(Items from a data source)
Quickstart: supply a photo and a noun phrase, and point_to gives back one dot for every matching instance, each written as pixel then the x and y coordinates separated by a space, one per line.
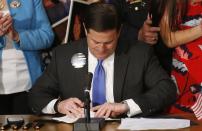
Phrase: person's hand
pixel 5 23
pixel 110 110
pixel 148 33
pixel 71 107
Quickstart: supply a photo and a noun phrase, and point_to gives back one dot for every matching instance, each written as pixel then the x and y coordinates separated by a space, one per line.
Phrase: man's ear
pixel 119 31
pixel 85 29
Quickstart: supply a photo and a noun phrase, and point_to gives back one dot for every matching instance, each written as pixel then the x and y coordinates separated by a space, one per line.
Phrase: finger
pixel 76 110
pixel 78 102
pixel 108 113
pixel 96 108
pixel 69 114
pixel 148 22
pixel 150 35
pixel 102 111
pixel 151 41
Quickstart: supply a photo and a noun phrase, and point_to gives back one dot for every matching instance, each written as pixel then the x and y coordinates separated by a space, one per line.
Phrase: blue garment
pixel 99 85
pixel 32 24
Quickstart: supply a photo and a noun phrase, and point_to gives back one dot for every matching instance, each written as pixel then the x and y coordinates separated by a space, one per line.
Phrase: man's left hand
pixel 110 110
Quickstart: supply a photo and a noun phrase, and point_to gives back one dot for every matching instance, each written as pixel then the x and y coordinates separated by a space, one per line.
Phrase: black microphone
pixel 88 123
pixel 89 77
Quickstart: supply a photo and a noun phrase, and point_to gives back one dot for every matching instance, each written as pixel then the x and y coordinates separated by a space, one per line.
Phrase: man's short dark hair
pixel 101 17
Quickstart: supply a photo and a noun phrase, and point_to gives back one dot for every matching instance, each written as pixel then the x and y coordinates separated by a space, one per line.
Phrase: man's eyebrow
pixel 102 42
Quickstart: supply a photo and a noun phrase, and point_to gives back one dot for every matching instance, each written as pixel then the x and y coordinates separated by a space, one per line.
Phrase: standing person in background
pixel 141 25
pixel 181 29
pixel 23 32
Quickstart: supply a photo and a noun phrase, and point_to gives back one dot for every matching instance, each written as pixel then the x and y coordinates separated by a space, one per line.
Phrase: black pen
pixel 38 125
pixel 16 126
pixel 5 126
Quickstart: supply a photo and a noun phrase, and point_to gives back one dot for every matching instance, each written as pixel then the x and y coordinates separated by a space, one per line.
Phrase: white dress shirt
pixel 14 74
pixel 108 65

## Exercise instructions
Give the records again exactly as they stand, so that only the pictures are missing.

## Solution to this problem
Quickstart: supply a photo and a noun phrase, and point_to gives back one dot for every matching instance, each written as pixel then the x and y coordinates separated by a space, one per line.
Phrase: person's hand
pixel 5 23
pixel 110 110
pixel 148 33
pixel 71 107
Quickstart: supply a photo and a noun phrase, and point_to gives back one dot for every matching instance, each written as pixel then the x and y coordinates separated by a space, one per line.
Phrase: man's ear
pixel 119 31
pixel 85 29
Quickstart: supply a photo and a noun phrase, and point_to gives back one dot for every matching instance, each written as pixel then the x and y coordinates separated by a space, one per line.
Phrase: finger
pixel 76 110
pixel 78 102
pixel 108 113
pixel 96 108
pixel 69 114
pixel 148 22
pixel 150 35
pixel 102 111
pixel 151 41
Quickstart: supply a photo and a noun phrase, and point_to gives back one dot for every matching instance, each written as pixel then the x and y coordinates separated by a space, one per line.
Phrase: blue garment
pixel 99 85
pixel 32 24
Quickstart: supply a photo and a noun phrase, and point_to gives back one dot for every matching instance, each written as pixel then the x and y coordinates separated by a space, one per line.
Phrase: man's left hand
pixel 110 110
Quickstart: supply a photo and a noun phrase, and point_to gives back one dot for every matching instance, each written as pixel then the x and y coordinates separated by a space, one per line.
Phrase: black microphone
pixel 88 123
pixel 89 77
Quickstart: supply a photo and a noun phrase, and point_to gives back one dot for every matching instance, each written as pixel then the x and y coordinates separated by a space, one per line.
Phrase: man's short dark hair
pixel 101 17
Quickstart: supply a photo and a noun phrase, and point_to gives back one dot for every matching instance, each written as pixel then the x and y coordinates separated by a space, one per line.
Phrase: man's eyebrow
pixel 102 42
Quickstart: supply a photo and a noun phrase, and point_to gives back one dot for every matching instance, each written as pixel then the x and y coordinates separated by a space, one per line.
Phrase: standing person in background
pixel 141 25
pixel 181 29
pixel 23 32
Quickstart: supply a photo and a noun phrase, and point_to gives back one dot for every matching instance, each written as pixel then the x and y coordinates separated by a space, one per line.
Phrase: black pen
pixel 38 125
pixel 16 126
pixel 5 126
Quickstart: supply a photo and a noun phrase, and point_to gives back one dot for every matching instance, each written as pixel then the x and y coordinates separated by a space, one per line.
Phrase: white dress shirt
pixel 14 74
pixel 108 65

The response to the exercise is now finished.